• _EXERCISE DIRECTIONS_
Count the lines in the records below that contain "outside", treating uppercase and lowercase as different. Reply with the number alone.

• _ITEMS_
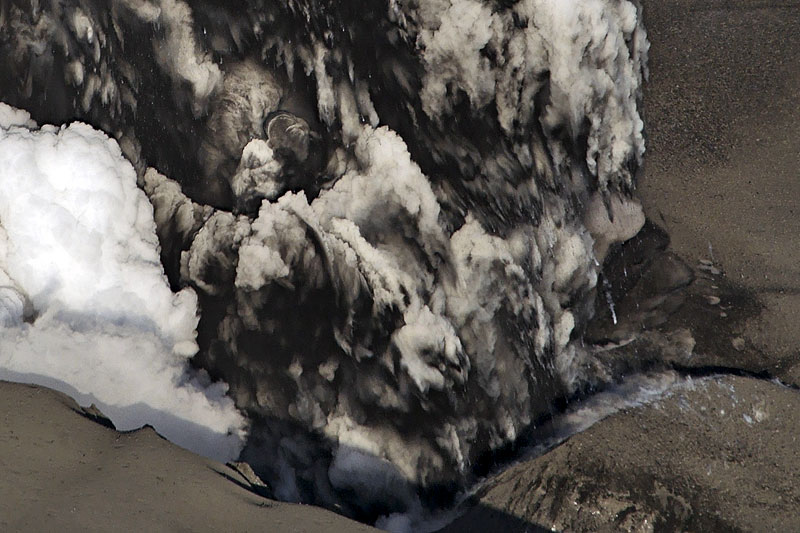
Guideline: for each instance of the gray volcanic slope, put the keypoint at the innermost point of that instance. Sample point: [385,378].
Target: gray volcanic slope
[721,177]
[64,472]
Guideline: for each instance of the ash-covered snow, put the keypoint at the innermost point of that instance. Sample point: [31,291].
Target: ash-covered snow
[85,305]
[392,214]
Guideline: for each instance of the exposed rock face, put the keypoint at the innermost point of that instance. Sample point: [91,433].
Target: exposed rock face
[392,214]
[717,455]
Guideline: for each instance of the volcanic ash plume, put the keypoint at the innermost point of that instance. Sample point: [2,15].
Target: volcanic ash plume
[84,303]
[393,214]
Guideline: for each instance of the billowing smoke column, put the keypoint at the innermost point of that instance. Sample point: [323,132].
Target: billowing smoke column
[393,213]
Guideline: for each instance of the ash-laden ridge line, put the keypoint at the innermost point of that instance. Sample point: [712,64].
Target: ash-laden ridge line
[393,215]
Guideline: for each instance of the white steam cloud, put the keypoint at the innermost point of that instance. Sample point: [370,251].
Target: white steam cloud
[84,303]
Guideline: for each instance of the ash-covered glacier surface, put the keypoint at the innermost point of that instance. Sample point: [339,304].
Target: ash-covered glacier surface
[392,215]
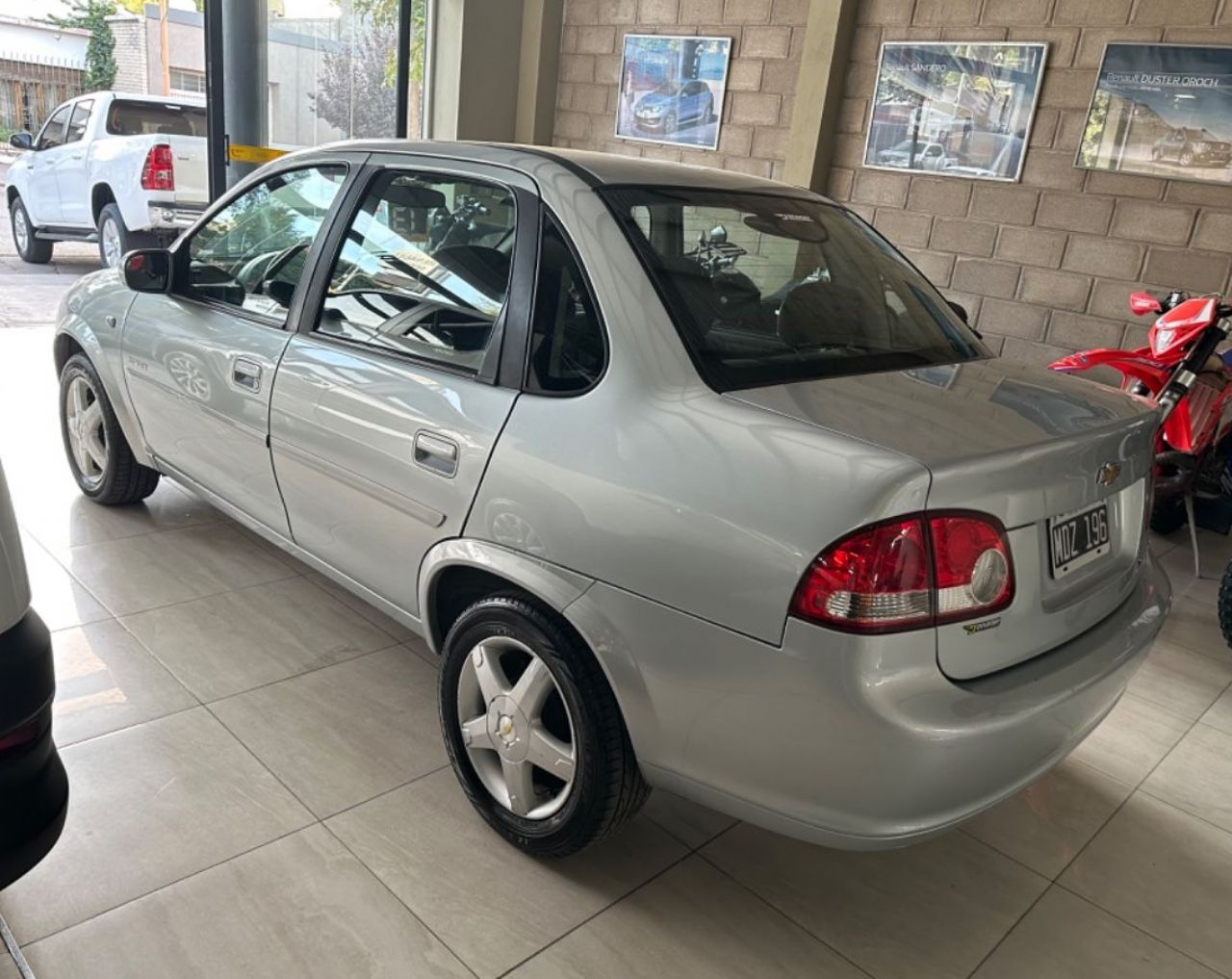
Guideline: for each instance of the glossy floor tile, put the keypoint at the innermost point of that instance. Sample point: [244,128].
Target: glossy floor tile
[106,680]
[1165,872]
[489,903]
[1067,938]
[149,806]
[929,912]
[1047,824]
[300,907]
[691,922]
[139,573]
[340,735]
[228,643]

* * *

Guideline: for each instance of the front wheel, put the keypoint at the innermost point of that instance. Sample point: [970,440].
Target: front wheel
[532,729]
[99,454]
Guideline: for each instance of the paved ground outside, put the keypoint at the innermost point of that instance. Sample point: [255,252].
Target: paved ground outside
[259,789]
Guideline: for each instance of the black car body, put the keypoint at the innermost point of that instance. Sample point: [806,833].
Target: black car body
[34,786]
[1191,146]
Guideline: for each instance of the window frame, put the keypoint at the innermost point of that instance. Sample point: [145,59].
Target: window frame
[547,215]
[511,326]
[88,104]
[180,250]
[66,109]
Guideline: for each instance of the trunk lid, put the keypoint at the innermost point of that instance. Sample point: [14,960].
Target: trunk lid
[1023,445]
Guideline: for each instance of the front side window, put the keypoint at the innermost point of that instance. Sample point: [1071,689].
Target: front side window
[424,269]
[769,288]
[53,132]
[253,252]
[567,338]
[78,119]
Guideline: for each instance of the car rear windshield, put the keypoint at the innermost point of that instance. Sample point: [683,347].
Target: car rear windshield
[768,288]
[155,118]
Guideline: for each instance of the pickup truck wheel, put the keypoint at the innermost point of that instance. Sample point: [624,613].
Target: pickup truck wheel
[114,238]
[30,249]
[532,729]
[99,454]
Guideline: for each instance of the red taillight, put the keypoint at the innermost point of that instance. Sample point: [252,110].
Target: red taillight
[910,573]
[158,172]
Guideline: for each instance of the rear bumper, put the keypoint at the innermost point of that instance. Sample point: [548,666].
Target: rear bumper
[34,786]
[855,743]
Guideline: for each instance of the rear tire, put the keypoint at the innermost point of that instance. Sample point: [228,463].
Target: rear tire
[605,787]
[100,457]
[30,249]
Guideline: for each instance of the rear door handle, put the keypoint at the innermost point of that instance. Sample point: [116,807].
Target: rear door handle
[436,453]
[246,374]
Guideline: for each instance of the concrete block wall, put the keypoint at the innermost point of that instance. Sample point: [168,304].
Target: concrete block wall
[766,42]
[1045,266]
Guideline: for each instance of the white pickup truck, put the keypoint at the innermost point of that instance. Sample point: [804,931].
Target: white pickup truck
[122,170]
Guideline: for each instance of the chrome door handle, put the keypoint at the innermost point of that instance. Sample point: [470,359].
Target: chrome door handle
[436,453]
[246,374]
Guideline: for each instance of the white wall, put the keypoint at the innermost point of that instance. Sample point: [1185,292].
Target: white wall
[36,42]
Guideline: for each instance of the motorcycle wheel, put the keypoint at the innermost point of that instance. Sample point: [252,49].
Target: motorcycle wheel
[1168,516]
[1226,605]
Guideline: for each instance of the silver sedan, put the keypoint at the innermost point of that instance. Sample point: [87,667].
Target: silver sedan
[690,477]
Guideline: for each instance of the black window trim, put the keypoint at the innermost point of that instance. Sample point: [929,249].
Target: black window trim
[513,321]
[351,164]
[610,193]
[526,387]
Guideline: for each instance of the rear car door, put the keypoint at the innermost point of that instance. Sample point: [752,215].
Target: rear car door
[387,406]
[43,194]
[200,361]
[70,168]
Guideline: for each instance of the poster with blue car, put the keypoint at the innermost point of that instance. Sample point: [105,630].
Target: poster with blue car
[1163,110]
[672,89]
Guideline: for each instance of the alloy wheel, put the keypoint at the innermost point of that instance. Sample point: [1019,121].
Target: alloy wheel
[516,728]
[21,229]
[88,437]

---

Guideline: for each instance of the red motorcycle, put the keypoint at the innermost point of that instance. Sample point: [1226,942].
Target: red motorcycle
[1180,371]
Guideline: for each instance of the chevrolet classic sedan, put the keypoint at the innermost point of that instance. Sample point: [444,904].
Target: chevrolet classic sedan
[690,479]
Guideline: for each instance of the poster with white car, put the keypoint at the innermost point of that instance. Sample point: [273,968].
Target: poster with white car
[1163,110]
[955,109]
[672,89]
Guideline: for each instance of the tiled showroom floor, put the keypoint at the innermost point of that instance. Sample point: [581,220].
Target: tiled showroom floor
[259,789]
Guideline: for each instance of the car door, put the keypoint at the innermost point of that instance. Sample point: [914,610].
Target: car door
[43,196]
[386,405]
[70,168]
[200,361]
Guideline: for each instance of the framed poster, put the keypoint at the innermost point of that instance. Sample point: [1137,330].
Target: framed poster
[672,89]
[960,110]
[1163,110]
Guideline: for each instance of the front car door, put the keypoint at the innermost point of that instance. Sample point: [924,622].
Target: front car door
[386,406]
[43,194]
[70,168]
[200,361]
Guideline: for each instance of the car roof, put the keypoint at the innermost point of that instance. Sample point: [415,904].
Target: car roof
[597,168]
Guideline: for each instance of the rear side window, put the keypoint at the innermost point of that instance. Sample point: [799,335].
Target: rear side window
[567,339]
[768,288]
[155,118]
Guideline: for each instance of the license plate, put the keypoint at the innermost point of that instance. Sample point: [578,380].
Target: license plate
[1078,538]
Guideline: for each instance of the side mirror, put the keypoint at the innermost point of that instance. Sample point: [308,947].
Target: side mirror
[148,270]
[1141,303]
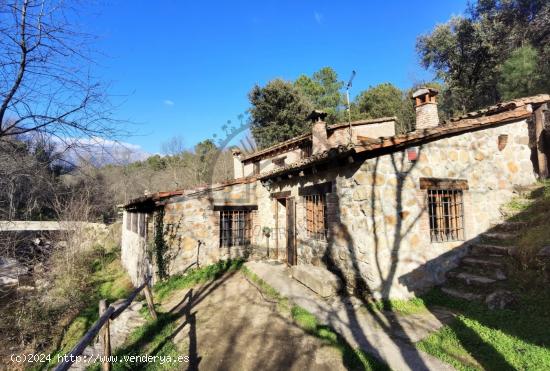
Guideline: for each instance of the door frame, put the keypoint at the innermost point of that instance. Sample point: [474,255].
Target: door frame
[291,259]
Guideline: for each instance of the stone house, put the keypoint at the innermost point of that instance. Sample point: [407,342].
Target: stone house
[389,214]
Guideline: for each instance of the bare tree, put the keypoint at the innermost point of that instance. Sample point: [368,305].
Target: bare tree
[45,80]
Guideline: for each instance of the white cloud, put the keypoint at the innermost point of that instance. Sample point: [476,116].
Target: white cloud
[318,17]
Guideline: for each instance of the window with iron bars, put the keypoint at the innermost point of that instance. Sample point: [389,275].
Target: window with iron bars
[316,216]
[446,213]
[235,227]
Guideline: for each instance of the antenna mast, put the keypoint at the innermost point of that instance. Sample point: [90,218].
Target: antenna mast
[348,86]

• _TASK ANSWER_
2